Short exercise:
Repeat the listing in full, exactly as it stands.

Supplied entries:
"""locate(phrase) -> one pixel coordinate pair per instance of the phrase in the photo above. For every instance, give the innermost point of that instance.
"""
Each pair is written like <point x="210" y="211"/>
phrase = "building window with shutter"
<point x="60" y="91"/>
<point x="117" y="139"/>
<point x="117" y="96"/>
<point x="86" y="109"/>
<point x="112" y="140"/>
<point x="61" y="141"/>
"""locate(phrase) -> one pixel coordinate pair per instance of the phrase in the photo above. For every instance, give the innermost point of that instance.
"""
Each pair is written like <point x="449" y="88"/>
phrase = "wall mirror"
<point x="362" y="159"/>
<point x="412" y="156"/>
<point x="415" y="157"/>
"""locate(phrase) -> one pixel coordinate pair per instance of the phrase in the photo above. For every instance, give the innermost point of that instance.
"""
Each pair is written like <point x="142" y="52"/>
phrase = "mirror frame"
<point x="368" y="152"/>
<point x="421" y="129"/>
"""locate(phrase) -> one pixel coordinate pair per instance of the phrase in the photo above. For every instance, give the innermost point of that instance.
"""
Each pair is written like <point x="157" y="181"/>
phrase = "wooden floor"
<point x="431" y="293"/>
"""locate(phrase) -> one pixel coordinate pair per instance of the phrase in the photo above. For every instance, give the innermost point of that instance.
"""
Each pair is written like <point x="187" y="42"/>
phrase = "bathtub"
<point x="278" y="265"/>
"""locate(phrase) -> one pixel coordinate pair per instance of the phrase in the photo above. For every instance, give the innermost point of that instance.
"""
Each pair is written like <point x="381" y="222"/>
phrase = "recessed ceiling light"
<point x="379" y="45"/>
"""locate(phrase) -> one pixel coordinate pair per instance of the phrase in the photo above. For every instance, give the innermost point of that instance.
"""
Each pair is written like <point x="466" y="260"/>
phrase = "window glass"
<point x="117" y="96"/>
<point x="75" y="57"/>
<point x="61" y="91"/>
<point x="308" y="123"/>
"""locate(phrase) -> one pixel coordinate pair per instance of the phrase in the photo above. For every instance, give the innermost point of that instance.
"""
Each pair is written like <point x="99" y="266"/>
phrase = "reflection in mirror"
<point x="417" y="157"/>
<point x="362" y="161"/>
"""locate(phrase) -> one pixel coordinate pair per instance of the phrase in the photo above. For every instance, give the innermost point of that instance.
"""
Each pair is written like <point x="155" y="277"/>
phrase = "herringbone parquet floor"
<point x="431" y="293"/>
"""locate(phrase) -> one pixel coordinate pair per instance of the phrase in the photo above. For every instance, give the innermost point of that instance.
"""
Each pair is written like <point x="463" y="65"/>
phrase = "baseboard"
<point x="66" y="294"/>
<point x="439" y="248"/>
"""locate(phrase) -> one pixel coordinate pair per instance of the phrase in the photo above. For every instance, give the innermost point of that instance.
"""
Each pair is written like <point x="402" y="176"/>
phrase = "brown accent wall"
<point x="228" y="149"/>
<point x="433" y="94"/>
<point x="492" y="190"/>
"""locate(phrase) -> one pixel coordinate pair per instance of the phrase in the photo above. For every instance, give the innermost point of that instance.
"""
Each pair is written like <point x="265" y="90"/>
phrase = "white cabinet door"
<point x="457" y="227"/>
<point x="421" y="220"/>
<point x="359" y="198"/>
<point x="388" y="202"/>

Written response:
"""locate(phrase) -> one pixel coordinate pair per instance of the phrase in the photo above. For every instance, give the innermost point of that instance.
"""
Each pair is written like <point x="210" y="211"/>
phrase = "building window with shutter"
<point x="60" y="91"/>
<point x="117" y="139"/>
<point x="117" y="96"/>
<point x="86" y="109"/>
<point x="112" y="140"/>
<point x="61" y="141"/>
"""locate(phrase) -> one pixel coordinate pair per instance of the phrase in the photo above. For every instance, give the innermost point of that instance.
"""
Each pair is written like <point x="449" y="88"/>
phrase = "wall mirror"
<point x="362" y="159"/>
<point x="412" y="156"/>
<point x="415" y="157"/>
"""locate(phrase) -> one pixel coordinate pair per instance of the phrase in the photo above. For every instance, give the innermost point of that instance.
"""
Each pair is written like <point x="142" y="52"/>
phrase = "mirror frame"
<point x="368" y="152"/>
<point x="421" y="129"/>
"""locate(phrase) -> one pixel coordinate pair per instance of the phrase in the photo above. For every instance, give the innermost point of that instance.
"""
Each pair is written like <point x="157" y="181"/>
phrase = "wooden floor"
<point x="431" y="293"/>
"""locate(phrase) -> one pixel coordinate pair per instance of the phrase in the photo above. For every instance, give the innermost point of that instance.
"""
Each pair is written like <point x="187" y="42"/>
phrase = "bathtub"
<point x="278" y="265"/>
"""locate(phrase) -> one pixel coordinate pair per instance of the phrase in the photo above. For every instance, give the innermost point of that instance.
"""
Each pair is written like <point x="381" y="222"/>
phrase = "recessed ceiling light"
<point x="379" y="45"/>
"""locate(phrase) -> one pixel coordinate pair per instance of the phrase in the photo above. For every instance, give the innermost point of that instance.
"""
Each pair is written like <point x="466" y="260"/>
phrase = "window glass"
<point x="117" y="96"/>
<point x="75" y="57"/>
<point x="61" y="91"/>
<point x="308" y="123"/>
"""locate(phrase) -> one pixel coordinate pair per instance of the phrase in the photo above. For every instance, give the innermost point of that instance.
"""
Each pair is written like <point x="99" y="266"/>
phrase = "reflection in mirror"
<point x="417" y="157"/>
<point x="362" y="161"/>
"""locate(phrase) -> one pixel coordinate pair per instance of the phrase in the photo above. For every instance, give the innermost point of that instance.
"""
Each pair is written like <point x="155" y="277"/>
phrase = "herringbone parquet floor"
<point x="431" y="293"/>
"""locate(phrase) -> one pixel coordinate pair per instance of the phrase in the photo above. For every instance, give the innermost point of that instance.
"""
Each pair is written like <point x="463" y="65"/>
phrase = "baseboard"
<point x="66" y="294"/>
<point x="439" y="248"/>
"""locate(phrase) -> one pixel coordinate pair per instance of the phrase in the photo above. For every instance, give the innermost point of that instance.
"""
Each pair is written like <point x="402" y="176"/>
phrase = "brown accent wall"
<point x="228" y="149"/>
<point x="433" y="94"/>
<point x="492" y="190"/>
"""locate(phrase) -> one pixel coordinate pair per instance of the phrase in the photo above. For every instance, give the innermost point of that instance.
"""
Each pair is written like <point x="265" y="90"/>
phrase = "white cabinet door"
<point x="457" y="227"/>
<point x="421" y="220"/>
<point x="359" y="198"/>
<point x="388" y="202"/>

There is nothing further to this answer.